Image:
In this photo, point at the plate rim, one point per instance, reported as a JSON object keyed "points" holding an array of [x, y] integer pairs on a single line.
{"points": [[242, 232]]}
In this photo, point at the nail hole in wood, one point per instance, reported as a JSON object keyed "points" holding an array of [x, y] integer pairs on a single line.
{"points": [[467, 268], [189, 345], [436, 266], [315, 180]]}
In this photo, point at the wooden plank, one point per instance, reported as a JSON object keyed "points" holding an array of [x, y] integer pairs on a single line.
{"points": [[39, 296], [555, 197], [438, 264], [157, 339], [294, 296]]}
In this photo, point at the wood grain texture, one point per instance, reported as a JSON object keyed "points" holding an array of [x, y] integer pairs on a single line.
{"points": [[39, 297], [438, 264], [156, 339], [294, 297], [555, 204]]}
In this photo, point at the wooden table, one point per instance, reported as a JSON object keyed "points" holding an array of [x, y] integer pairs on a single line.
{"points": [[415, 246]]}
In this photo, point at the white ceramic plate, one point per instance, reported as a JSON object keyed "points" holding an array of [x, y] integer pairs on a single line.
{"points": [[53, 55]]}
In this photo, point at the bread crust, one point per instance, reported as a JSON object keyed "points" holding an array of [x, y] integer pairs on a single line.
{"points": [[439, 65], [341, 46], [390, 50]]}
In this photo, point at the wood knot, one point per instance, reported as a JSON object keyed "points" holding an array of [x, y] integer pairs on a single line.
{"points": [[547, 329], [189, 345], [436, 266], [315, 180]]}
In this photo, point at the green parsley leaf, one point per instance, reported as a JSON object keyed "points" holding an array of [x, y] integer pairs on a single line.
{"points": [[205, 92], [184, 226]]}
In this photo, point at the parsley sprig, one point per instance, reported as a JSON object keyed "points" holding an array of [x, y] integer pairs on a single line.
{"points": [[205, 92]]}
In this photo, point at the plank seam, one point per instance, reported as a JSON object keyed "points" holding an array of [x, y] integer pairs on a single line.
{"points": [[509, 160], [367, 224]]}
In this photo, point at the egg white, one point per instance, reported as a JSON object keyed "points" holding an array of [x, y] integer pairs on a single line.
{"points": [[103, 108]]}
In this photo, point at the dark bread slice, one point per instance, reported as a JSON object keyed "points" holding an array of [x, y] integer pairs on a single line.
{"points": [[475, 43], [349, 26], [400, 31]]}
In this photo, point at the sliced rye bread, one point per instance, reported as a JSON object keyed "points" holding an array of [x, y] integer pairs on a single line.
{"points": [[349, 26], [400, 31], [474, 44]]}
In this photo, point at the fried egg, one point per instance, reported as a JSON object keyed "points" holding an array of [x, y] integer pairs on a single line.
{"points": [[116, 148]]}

### What to produce:
Copy out each item above word for word, one per line, in the order given.

### Answer to the task:
Image:
In this photo, point at the plate rim, one point per instance, reported as a JSON object keyed "points" holding an array of [x, y] integer pairs on a single line.
{"points": [[242, 232]]}
In this photo, point at the nail hole in wood, one point per instance, reported as a JSON object keyed "points" holding an array of [x, y] integer pairs on a single line.
{"points": [[467, 268], [189, 345], [436, 266], [315, 180]]}
In this photo, point at the wooden plank, one point per instance, reported as a JSON object keyed "points" holding an array of [x, y] integer pairs on a single line.
{"points": [[39, 296], [555, 197], [438, 264], [157, 339], [294, 296]]}
In this photo, point at the wood grain texture, one point per instance, reported as a JSON object keyed "points" holding an array of [x, y] integer pairs on a single line.
{"points": [[39, 297], [438, 264], [156, 339], [294, 297], [555, 204]]}
In this photo, point at the wooden table, one point per instance, reported as a JSON object keyed "points" holding an array of [x, y] integer pairs on a single line.
{"points": [[415, 246]]}
In this photo, point at the white ceramic plate, one point per instance, reported as a JSON object keyed "points" holding an array of [x, y] integer pairs on a single line.
{"points": [[53, 55]]}
In this photo, point at the bread crust, one point per instance, reported as a JSON object keyed "points" holding an array of [x, y] integer pairs on a single line.
{"points": [[439, 65], [341, 46], [390, 50]]}
In this photo, point at the wood knot, one point per instance, reported as a JSON object keyed "points" holding an array of [x, y] integer pairs on a single line.
{"points": [[547, 329], [189, 345], [436, 266], [315, 180]]}
In this photo, point at the green parsley leaf, one point per instance, reported as a JSON object keyed "points" holding an array of [x, y] integer pairs on a single line.
{"points": [[205, 92], [184, 226]]}
In this photo, point at the parsley sprig, one point per instance, reported as a JSON object keyed "points" holding an array of [x, y] integer pairs on a single line.
{"points": [[205, 92]]}
In this photo, point at the plank seam, one point per instance, reported as a JSON object keyed "points" holding an array of [x, y] integer pairs on a single line.
{"points": [[509, 160], [367, 224]]}
In this photo, point at the egg white, one point per instance, reported as a JSON object keyed "points" holding an array of [x, y] integer pairs on a single line.
{"points": [[103, 108]]}
In this photo, point at the dark bread slice, one point per instance, reported as a JSON object keyed "points" holding an array of [x, y] integer pairs on a single line.
{"points": [[475, 43], [349, 26], [400, 31]]}
In this photo, point at the sliced rye bread, one point per instance, reported as a JSON object keyed "points" holding an array of [x, y] integer pairs on a single line.
{"points": [[349, 26], [400, 31], [474, 44]]}
In this photo, point at the fried egg, one point per instance, reported as a JSON object keyed "points" holding an array of [x, y] integer pairs on a single line.
{"points": [[116, 148]]}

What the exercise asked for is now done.